▶ _EXCERPT TO READ_:
_ _ _
Organized at Kelly Field, Texas, on 21 August 1917, the 99th Aero Squadron moved to Garden City, New York, in early November and sailed for France on the fourteenth. After training in the Sopwith 1½ Strutter and the Salmson 2, the squadron began flying combat missions in June 1918.

Assigned to the V Corps Observation Group, United States First Army Air Service, the 99th Aero Squadron (Corps Observation) was assigned to the Toul Sector of the French Western Front on 22 June. It served as a school squadron with V Army Corps Infantry Liaison School. On 19 July, was assigned to the St. Die sector during which time one flight of unit, operating in Vosges region of Alsace and Lorraine where it participated in combat with French XXXIII Corps.

Between 12 and 16 September the squadron flew reconnaissance missions and directed artillery fire in support French 8th Army and the American V Army Corps during the St. Mihiel offensive. It also participated in the Meuse-Argonne offensive between 26 September – 11 November 1918 when the Armistice with Germany was reached.

The 99th Aero Squadron remained in France until 8 May 1919, then moved to Mitchel Field, New York, where the unit was demobilized; the men who had served in France were returned to civilian life.
_ _ _
▶ _SOURCE MATERIAL_:
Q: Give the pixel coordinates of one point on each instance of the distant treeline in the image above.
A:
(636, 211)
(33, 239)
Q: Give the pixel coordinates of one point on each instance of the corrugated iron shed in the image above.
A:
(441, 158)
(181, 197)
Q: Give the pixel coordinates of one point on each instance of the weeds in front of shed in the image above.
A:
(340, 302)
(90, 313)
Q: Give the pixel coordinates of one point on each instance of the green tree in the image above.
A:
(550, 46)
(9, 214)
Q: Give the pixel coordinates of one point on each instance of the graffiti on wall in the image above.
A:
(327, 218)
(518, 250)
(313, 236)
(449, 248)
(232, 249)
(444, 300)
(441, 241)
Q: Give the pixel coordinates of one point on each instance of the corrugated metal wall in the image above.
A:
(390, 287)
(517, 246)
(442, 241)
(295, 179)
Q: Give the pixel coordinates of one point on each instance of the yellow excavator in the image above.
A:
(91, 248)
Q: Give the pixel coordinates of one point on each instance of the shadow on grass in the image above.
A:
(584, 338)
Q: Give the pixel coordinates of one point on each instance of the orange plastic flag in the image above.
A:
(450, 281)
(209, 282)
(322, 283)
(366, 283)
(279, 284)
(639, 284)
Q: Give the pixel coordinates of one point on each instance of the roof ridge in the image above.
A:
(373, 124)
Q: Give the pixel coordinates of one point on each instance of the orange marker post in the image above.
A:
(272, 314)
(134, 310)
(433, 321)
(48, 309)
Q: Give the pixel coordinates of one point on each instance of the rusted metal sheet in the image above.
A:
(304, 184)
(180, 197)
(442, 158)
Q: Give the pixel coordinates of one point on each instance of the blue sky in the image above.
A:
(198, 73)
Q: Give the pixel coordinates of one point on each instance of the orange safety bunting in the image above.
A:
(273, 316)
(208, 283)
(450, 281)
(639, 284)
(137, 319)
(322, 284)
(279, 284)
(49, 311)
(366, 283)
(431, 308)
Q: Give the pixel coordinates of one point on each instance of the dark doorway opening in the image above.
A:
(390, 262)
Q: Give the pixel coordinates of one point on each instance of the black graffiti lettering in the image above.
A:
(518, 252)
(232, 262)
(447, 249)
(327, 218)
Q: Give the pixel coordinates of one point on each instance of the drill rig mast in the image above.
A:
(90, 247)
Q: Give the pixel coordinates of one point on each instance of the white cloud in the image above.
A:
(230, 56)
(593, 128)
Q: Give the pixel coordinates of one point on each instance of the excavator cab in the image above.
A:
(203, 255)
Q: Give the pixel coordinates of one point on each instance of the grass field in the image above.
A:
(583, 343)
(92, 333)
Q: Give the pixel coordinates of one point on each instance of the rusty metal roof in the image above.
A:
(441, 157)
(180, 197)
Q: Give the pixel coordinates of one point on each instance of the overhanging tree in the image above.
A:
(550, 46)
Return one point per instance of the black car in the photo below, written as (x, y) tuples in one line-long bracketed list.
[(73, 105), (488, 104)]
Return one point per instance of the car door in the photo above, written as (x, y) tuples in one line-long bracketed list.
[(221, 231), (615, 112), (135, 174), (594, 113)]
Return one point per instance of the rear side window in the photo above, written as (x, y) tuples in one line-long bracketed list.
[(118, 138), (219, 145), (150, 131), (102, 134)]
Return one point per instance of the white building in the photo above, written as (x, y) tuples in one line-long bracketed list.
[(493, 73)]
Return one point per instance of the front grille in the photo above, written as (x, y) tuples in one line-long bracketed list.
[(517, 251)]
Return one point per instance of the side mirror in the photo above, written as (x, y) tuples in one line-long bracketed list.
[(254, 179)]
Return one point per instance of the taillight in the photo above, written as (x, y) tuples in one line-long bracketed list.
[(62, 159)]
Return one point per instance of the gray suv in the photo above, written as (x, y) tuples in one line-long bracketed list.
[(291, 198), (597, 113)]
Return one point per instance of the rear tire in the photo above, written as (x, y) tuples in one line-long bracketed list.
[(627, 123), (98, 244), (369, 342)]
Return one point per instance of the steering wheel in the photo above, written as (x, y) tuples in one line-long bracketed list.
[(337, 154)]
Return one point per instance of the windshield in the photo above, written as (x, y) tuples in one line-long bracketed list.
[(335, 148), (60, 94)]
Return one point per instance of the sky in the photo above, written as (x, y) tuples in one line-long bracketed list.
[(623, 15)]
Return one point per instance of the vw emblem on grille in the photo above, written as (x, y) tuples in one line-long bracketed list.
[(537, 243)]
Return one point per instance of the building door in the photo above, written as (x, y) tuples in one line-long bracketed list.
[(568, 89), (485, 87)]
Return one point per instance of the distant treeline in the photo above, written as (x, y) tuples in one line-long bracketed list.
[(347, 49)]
_ _ _
▶ _PROBLEMS AND TASKS_:
[a] In the 99th Aero Squadron history, rewrite the stretch from "Assigned to the V" through "French XXXIII Corps." with "school squadron" changed to "training squadron".
[b] Pick up the 99th Aero Squadron history after its last sentence and keep writing.
The listing has no connection to the 99th Aero Squadron history.

▶ _TASK ANSWERS_:
[a]
Assigned to the V Corps Observation Group, United States First Army Air Service, the 99th Aero Squadron (Corps Observation) was assigned to the Toul Sector of the French Western Front on 22 June. It served as a training squadron with V Army Corps Infantry Liaison School. On 19 July, was assigned to the St. Die sector during which time one flight of unit, operating in Vosges region of Alsace and Lorraine where it participated in combat with French XXXIII Corps.

[b]
===Inter-war period===
The 99th was retained after World War I as part of the permanent United States Army Air Service, and after a series of administrative moves in which the squadron was an administrative unit, was assigned to Bolling Field, District of Columbia, where it was organized as 99th Corps Observation Squadron. It was manned largely with veterans of the AEF who remained in the Air Service and was equipped with war surplus Dayton-Wright DH-4s and some British Royal Aircraft Establishment Royal Aircraft Factory S.E.5s that had been shipped from Britain during the war as engineering models to license produce in the United States.
At Bolling Field, the pilots of the squadron trained in aerial reconnaissance and also trained with Army units in Northern Virginia on battlefield observation maneuvers and artillery spotting and adjustments, similar to the combat missions the squadron flew on the Western Front during the way. However lack of funding for training and the general feeling in the United States that the peace lessened the need for a strong military led to many of the combat veterans to leave the service. As a result, the proficiency of squadron aircrews deteriorated until the 99th had no one proficient enough to participate in the 1929 bombing and gunnery matches.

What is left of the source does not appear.